• [PROBLEM TO SOLVE]
Report each line of the items below that contains the string "positive". Letter case must match.

• [Extracted data entries]
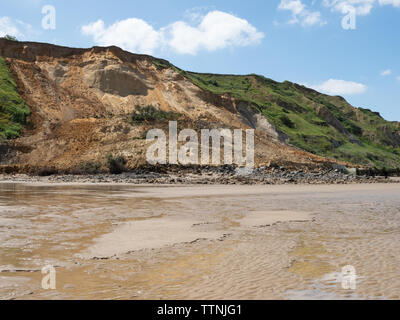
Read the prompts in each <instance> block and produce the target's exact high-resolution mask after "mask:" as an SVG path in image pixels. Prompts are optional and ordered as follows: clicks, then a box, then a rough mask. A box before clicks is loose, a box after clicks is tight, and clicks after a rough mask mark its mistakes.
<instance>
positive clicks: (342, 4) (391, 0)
mask: <svg viewBox="0 0 400 320" xmlns="http://www.w3.org/2000/svg"><path fill="white" fill-rule="evenodd" d="M377 2H378V3H379V5H381V6H385V5H392V6H393V7H400V0H378V1H376V0H323V2H322V3H323V5H324V6H325V7H329V8H331V9H332V11H337V12H340V13H342V14H348V13H349V12H350V10H351V9H353V10H355V12H356V14H357V15H359V16H366V15H368V14H370V13H371V11H372V8H373V7H374V6H375V4H376V3H377Z"/></svg>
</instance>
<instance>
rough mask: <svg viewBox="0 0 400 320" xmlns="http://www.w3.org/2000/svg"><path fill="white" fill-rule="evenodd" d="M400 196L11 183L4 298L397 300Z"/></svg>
mask: <svg viewBox="0 0 400 320" xmlns="http://www.w3.org/2000/svg"><path fill="white" fill-rule="evenodd" d="M399 191H400V186H398V185H396V184H393V185H390V184H388V185H343V186H326V185H324V186H228V187H227V186H204V187H199V186H193V187H188V186H184V187H183V186H180V187H162V186H148V187H144V186H131V185H72V184H58V185H57V184H54V185H44V184H14V183H3V184H0V242H1V249H0V299H282V298H283V299H299V298H300V299H325V298H326V299H337V298H349V299H365V298H382V299H396V298H397V299H398V298H400V277H399V276H400V264H399V262H400V259H399V254H398V253H399V252H400V250H399V249H400V241H399V240H400V212H399V208H400V199H399V198H398V194H399ZM48 264H51V265H53V266H55V267H56V271H57V289H56V290H43V289H42V288H41V279H42V277H43V275H42V273H41V268H42V267H43V266H45V265H48ZM345 265H352V266H354V267H355V268H356V271H357V288H356V290H344V289H342V287H341V283H340V272H341V268H342V267H343V266H345Z"/></svg>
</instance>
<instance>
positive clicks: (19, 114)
mask: <svg viewBox="0 0 400 320" xmlns="http://www.w3.org/2000/svg"><path fill="white" fill-rule="evenodd" d="M29 113H30V110H29V108H28V106H27V105H26V103H25V101H24V100H23V99H22V98H21V96H20V95H19V93H18V91H17V85H16V84H15V82H14V80H13V77H12V75H11V74H10V72H9V70H8V68H7V65H6V63H5V61H4V59H3V58H2V57H0V137H3V138H6V139H12V138H17V137H18V136H19V135H20V133H21V130H22V126H23V125H24V124H25V122H26V117H27V116H28V115H29Z"/></svg>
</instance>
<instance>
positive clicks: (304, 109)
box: [185, 72, 400, 168]
mask: <svg viewBox="0 0 400 320" xmlns="http://www.w3.org/2000/svg"><path fill="white" fill-rule="evenodd" d="M185 75H186V76H187V77H188V78H189V79H191V80H192V81H193V82H194V83H195V84H197V85H198V86H199V87H201V88H203V89H206V90H209V91H212V92H214V93H218V94H223V93H229V94H231V95H232V96H233V97H235V98H237V99H240V100H243V101H247V102H250V103H253V104H254V105H255V106H257V107H258V109H259V110H260V111H261V112H262V113H263V114H264V115H265V116H266V117H267V119H268V120H269V121H271V122H272V123H273V124H274V125H275V126H276V127H277V128H278V129H279V130H280V131H281V132H283V133H285V134H286V136H287V137H288V140H289V143H291V144H292V145H294V146H297V147H299V148H301V149H303V150H306V151H309V152H312V153H315V154H319V155H322V156H326V157H329V158H335V159H338V160H344V161H348V162H351V163H354V164H361V165H367V166H376V167H379V168H382V167H399V166H400V134H399V130H400V124H399V123H397V122H389V121H386V120H385V119H383V118H382V117H381V116H380V115H379V113H376V112H372V111H371V110H368V109H362V108H354V107H353V106H351V105H350V104H349V103H347V102H346V100H345V99H343V98H342V97H338V96H328V95H325V94H321V93H319V92H317V91H315V90H312V89H309V88H306V87H304V86H300V85H298V84H295V83H291V82H288V81H285V82H283V83H279V82H275V81H273V80H270V79H267V78H264V77H261V76H258V75H248V76H234V75H226V76H225V75H213V74H198V73H192V72H189V73H185Z"/></svg>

• [ANSWER TO THIS TASK]
positive clicks: (342, 4) (391, 0)
positive clicks: (19, 114)
positive clicks: (304, 109)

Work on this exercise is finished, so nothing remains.